■ **Consigne**: Modifiez le passage du texte sur les martyrs de Taiyuan qui va de "A Taiyuan, lors" jusqu'à "octobre 2000 (1)." en y remplaçant "Taiyuan" par "Tai-yuan".

■ **Extrait du texte**:
Durant la procession et la célébration, les prêtres portaient des ornements liturgiques de couleur rouge. Selon un prêtre qui a pris part à cette journée, cette couleur était à la fois le symbole de la joie à l’occasion de ce centenaire et le signe de la communion des fidèles d’aujourd’hui avec les catholiques morts martyrs à Taiyuan et ailleurs dans le pays, lors de la révolte des Boxers en 1900.

A Taiyuan, lors de la révolte des Boxers dirigée contre les puissances occidentales et leurs représentations en Chine, la cathédrale du diocèse fut détruite. Les Boxers exigeaient des missionnaires et des catholiques locaux qu’ils renoncent, sous peine de mort, à leur foi. Vingt-six catholiques, des Chinois ainsi que des missionnaires étrangers, furent tués en juillet 1900 : douze franciscains (Mgr Gregorius Grassi, responsable du vicariat apostolique du Nord-Shanxi – l’actuel diocèse de Taiyuan -, son coadjuteur, Mgr Franciscus Fogolla, deux prêtres, un séminariste, sept religieuses Franciscaines Missionnaires de Marie) et quatorze Chinois (neuf laïcs et cinq séminaristes). Béatifiés par Pie XII en 1946, ils figurent parmi les 120 martyrs de l’Eglise en Chine canonisés par Jean-Paul II, le 1er octobre 2000 (1).

Selon les chroniques du diocèse, lors de la révolte des Boxers, la cathédrale et les bâtiments d’Eglise qui l’entouraient furent détruits ou incendiés. En 1902, la cathédrale fut reconstruite par Mgr Agapito Fiorentini, le nouveau vicaire apostolique, un franciscain italien lui aussi, qui choisit un autre lieu dans la ville pour l’édifier. Achevé en 1905, l’édifice a traversé la guerre sino-japonaise (1937-1945) et la Révolution culturelle (1966-1976) sans dommage irréparable. En 2005, les autorités provinciales l’ont portée sur la liste des monuments à préserver du Shanxi. Selon le procureur du diocèse, le P. Anthony Han Huide, la campagne de rénovation du bâtiment, qui vient de s’achever, a coûté 3,5 millions de yuans (350 000 euros) – dont un million a été fourni par la province.

■ **Données extraites**:

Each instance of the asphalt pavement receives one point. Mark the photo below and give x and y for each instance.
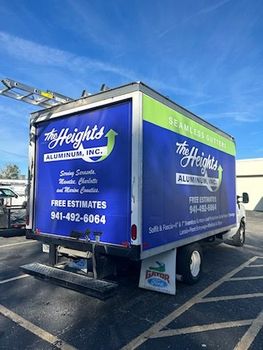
(222, 311)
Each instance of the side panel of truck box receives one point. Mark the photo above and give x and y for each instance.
(83, 175)
(188, 179)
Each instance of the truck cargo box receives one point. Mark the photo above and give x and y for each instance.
(128, 170)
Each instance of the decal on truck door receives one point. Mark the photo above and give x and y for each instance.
(83, 175)
(188, 177)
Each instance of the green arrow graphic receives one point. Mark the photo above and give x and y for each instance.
(220, 175)
(111, 134)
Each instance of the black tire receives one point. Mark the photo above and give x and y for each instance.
(240, 237)
(189, 263)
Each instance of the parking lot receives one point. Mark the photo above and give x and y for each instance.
(223, 311)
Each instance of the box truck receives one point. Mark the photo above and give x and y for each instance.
(129, 173)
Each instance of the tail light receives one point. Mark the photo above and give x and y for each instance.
(134, 232)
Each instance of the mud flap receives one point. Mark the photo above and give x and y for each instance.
(158, 273)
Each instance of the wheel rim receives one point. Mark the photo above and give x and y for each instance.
(195, 263)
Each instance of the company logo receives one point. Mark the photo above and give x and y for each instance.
(76, 137)
(193, 158)
(156, 276)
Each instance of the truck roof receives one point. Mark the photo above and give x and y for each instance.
(122, 90)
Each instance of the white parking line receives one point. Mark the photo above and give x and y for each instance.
(251, 333)
(156, 328)
(41, 333)
(202, 328)
(250, 278)
(231, 297)
(18, 243)
(14, 279)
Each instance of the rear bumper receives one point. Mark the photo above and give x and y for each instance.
(132, 252)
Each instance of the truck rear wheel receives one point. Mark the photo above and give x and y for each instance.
(240, 237)
(189, 263)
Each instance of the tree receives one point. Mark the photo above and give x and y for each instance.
(10, 171)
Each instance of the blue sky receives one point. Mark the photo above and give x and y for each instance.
(206, 55)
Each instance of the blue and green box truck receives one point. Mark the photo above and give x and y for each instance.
(127, 172)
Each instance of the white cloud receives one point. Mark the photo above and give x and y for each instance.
(43, 55)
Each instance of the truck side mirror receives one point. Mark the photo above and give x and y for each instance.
(245, 197)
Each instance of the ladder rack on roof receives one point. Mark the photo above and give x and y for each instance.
(36, 97)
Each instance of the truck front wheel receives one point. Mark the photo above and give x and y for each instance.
(240, 236)
(189, 263)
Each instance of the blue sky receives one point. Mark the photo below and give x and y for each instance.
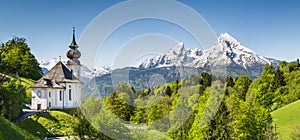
(268, 27)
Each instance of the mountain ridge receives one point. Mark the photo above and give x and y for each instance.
(227, 51)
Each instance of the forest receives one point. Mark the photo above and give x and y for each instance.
(198, 107)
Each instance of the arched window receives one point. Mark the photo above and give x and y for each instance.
(60, 95)
(70, 94)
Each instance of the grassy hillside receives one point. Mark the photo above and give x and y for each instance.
(10, 131)
(27, 83)
(51, 123)
(287, 119)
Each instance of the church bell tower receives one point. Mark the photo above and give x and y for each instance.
(74, 54)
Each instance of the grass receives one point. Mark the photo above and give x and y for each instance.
(11, 131)
(50, 124)
(25, 82)
(287, 119)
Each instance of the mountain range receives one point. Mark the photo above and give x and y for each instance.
(227, 57)
(227, 53)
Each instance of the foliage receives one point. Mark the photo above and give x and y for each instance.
(16, 59)
(241, 85)
(11, 131)
(287, 119)
(12, 95)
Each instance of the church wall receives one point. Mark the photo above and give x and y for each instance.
(39, 99)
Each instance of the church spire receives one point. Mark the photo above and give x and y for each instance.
(73, 45)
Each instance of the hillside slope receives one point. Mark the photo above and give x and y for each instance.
(287, 119)
(50, 124)
(10, 131)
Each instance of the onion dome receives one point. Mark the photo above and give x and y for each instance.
(73, 44)
(73, 53)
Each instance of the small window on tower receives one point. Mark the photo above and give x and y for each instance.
(60, 95)
(70, 95)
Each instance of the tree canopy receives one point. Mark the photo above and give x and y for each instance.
(16, 59)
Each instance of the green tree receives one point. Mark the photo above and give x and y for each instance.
(241, 85)
(278, 80)
(205, 79)
(16, 58)
(12, 95)
(229, 82)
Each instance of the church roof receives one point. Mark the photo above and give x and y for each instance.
(57, 75)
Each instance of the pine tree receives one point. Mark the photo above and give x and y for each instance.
(278, 80)
(16, 59)
(229, 82)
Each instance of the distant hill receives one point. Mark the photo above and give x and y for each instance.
(10, 131)
(287, 119)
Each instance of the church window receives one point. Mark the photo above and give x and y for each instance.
(70, 95)
(60, 95)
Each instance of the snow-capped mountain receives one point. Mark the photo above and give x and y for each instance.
(86, 72)
(227, 51)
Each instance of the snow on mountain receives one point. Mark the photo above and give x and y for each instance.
(86, 72)
(226, 51)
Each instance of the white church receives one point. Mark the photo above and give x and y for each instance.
(60, 88)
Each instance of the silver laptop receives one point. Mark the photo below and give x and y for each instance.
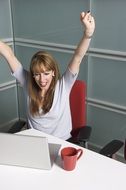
(27, 151)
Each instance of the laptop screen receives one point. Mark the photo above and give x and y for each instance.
(27, 151)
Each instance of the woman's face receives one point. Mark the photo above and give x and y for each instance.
(44, 79)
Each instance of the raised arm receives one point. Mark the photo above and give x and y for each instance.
(8, 54)
(89, 23)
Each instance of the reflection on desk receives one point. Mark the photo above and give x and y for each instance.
(93, 172)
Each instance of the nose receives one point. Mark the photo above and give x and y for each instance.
(42, 77)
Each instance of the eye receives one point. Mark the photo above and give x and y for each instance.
(36, 75)
(46, 73)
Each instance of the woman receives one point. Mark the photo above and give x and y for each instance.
(47, 94)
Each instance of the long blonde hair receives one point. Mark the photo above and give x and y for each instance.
(39, 60)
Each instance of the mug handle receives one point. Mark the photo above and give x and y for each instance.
(79, 153)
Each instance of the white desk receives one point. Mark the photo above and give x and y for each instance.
(93, 172)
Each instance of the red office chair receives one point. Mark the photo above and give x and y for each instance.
(80, 132)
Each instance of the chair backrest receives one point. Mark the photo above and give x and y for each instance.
(78, 105)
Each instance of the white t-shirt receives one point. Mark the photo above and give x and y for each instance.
(57, 121)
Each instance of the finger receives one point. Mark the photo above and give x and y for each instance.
(82, 15)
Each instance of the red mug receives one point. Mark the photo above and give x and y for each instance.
(69, 156)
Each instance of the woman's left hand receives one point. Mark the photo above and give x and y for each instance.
(88, 21)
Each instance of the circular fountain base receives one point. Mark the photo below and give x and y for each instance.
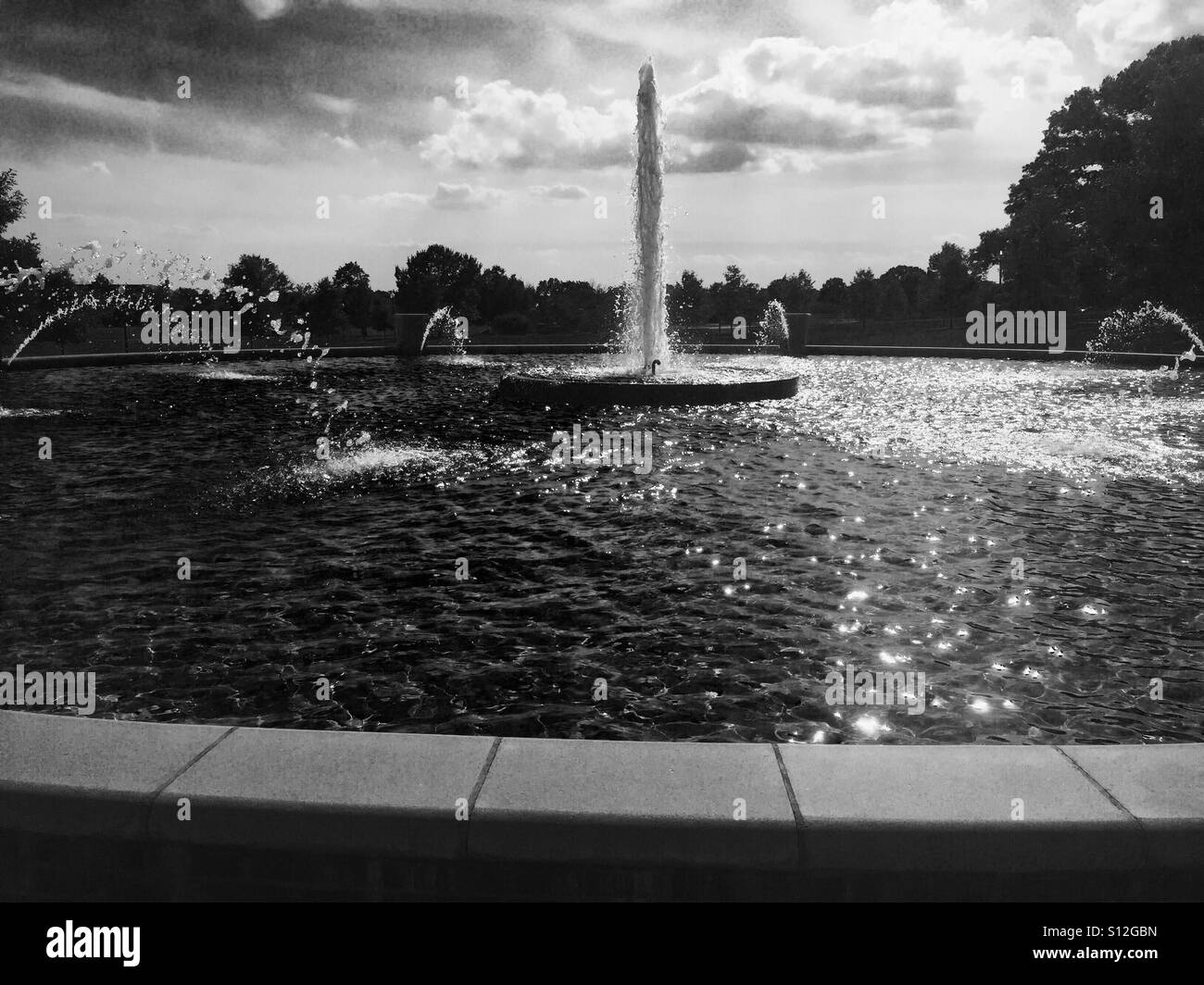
(737, 387)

■ **Résultat de l'exercice**:
A Tai-yuan, lors de la révolte des Boxers dirigée contre les puissances occidentales et leurs représentations en Chine, la cathédrale du diocèse fut détruite. Les Boxers exigeaient des missionnaires et des catholiques locaux qu’ils renoncent, sous peine de mort, à leur foi. Vingt-six catholiques, des Chinois ainsi que des missionnaires étrangers, furent tués en juillet 1900 : douze franciscains (Mgr Gregorius Grassi, responsable du vicariat apostolique du Nord-Shanxi – l’actuel diocèse de Tai-yuan -, son coadjuteur, Mgr Franciscus Fogolla, deux prêtres, un séminariste, sept religieuses Franciscaines Missionnaires de Marie) et quatorze Chinois (neuf laïcs et cinq séminaristes). Béatifiés par Pie XII en 1946, ils figurent parmi les 120 martyrs de l’Eglise en Chine canonisés par Jean-Paul II, le 1er octobre 2000 (1).